HOW TO COMPLETE THIS TASK:
Restate the whole listing below word for word and keep the images out.

** MATERIAL PROVIDED follows **

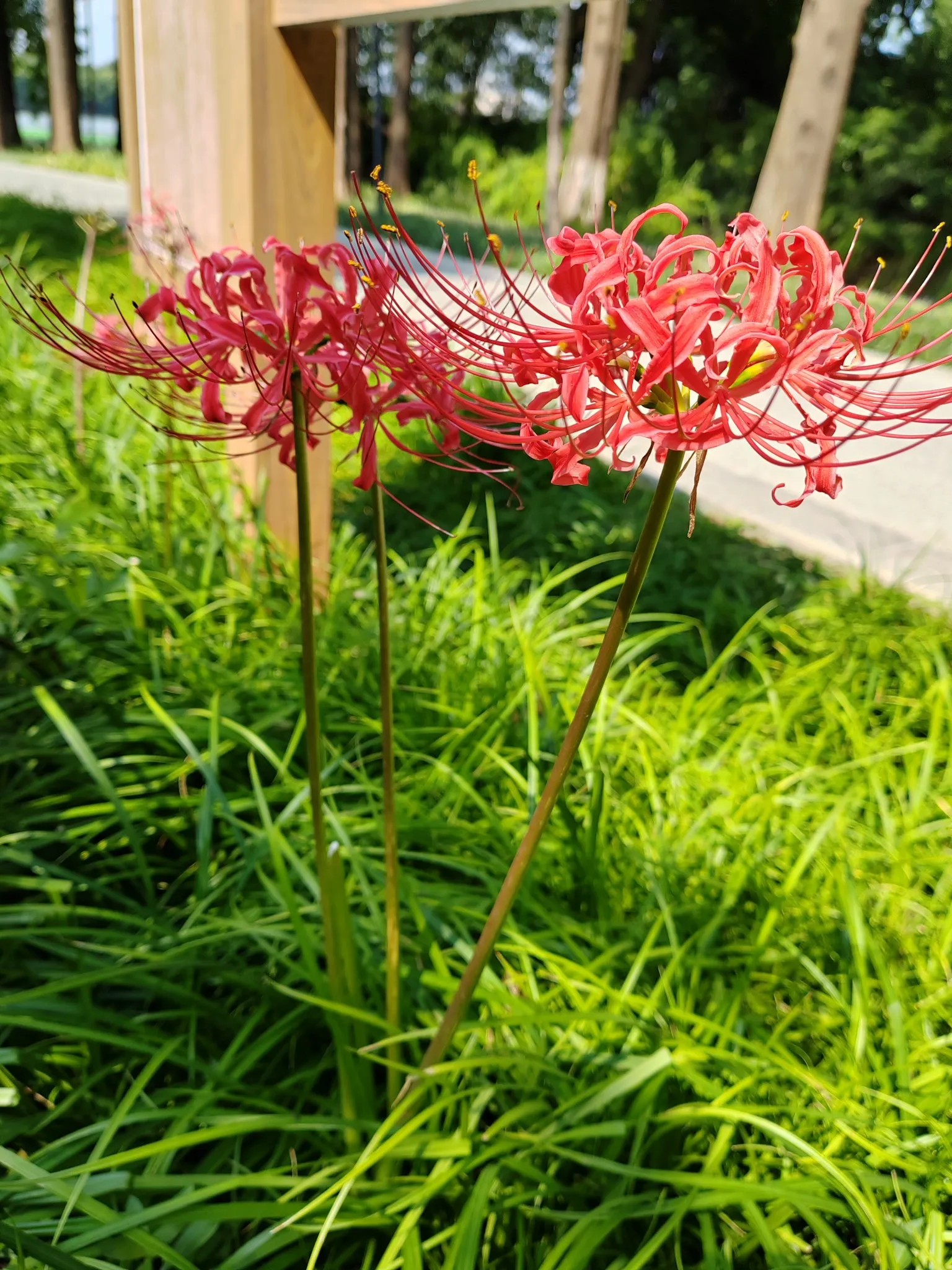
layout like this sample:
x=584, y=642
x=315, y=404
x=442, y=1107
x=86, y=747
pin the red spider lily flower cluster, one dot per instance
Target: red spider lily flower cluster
x=227, y=328
x=689, y=347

** End of MATERIAL PROVIDED **

ANSWER SPACE:
layout like this sample:
x=584, y=642
x=315, y=404
x=442, y=1107
x=86, y=747
pin the red spider lily flower cluster, one dot per instance
Target: red spider lily flower cluster
x=227, y=328
x=689, y=347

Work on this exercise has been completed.